Please extract each line of the records below that contains the word "foliage", and copy those lines unchanged.

Object position labeling records:
============================================================

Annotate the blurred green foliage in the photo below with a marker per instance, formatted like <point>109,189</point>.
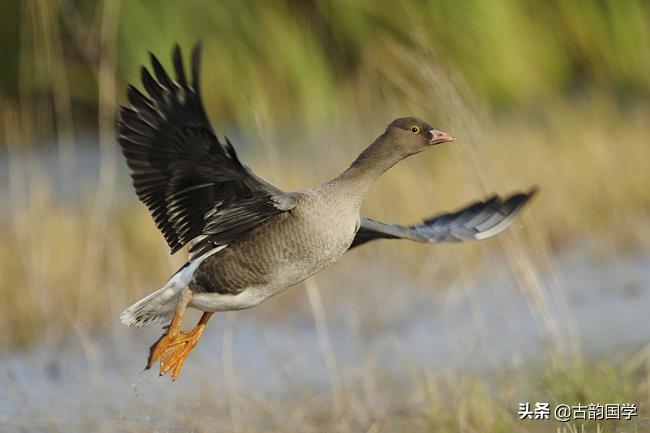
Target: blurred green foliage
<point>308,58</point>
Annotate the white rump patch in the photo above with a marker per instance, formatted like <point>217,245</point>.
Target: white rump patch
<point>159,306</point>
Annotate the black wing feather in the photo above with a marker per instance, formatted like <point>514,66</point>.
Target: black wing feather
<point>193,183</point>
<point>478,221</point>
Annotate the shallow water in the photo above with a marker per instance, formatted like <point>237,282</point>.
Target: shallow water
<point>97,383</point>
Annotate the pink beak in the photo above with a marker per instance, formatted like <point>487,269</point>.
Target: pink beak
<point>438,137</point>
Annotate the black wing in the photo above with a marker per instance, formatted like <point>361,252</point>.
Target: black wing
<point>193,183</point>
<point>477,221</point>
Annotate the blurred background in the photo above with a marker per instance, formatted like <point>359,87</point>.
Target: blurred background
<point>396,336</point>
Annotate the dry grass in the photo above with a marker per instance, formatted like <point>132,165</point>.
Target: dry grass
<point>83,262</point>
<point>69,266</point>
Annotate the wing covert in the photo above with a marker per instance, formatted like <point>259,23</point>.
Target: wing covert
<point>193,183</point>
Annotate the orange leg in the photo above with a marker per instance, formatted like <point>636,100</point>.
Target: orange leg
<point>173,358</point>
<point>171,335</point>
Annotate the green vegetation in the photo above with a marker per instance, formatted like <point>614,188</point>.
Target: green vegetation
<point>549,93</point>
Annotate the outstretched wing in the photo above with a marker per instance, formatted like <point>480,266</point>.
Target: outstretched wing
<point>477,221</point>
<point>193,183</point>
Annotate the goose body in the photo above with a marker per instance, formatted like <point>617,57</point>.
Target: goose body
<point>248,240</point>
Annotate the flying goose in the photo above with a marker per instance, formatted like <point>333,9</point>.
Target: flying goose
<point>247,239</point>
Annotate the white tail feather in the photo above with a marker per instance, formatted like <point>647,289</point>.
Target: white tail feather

============================================================

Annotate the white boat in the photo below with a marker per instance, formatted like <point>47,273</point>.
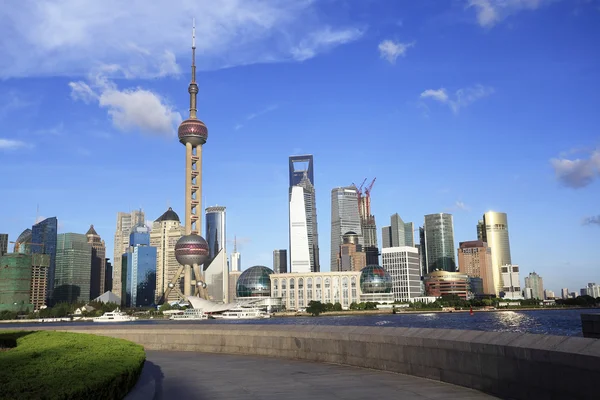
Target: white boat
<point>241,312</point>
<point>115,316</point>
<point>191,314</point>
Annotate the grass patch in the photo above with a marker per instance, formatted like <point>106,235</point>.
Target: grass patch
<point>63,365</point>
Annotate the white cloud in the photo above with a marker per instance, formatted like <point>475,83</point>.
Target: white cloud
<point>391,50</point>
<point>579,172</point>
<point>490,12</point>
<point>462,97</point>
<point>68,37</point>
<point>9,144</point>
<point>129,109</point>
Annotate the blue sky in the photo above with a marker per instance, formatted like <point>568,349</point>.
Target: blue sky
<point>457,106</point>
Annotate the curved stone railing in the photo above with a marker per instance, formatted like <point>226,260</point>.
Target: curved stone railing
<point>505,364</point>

============================================================

**COMPLETED TASK:**
Annotate the blurred green foliage in the photo below with a marker per instance, formatted like <point>109,189</point>.
Target: blurred green foliage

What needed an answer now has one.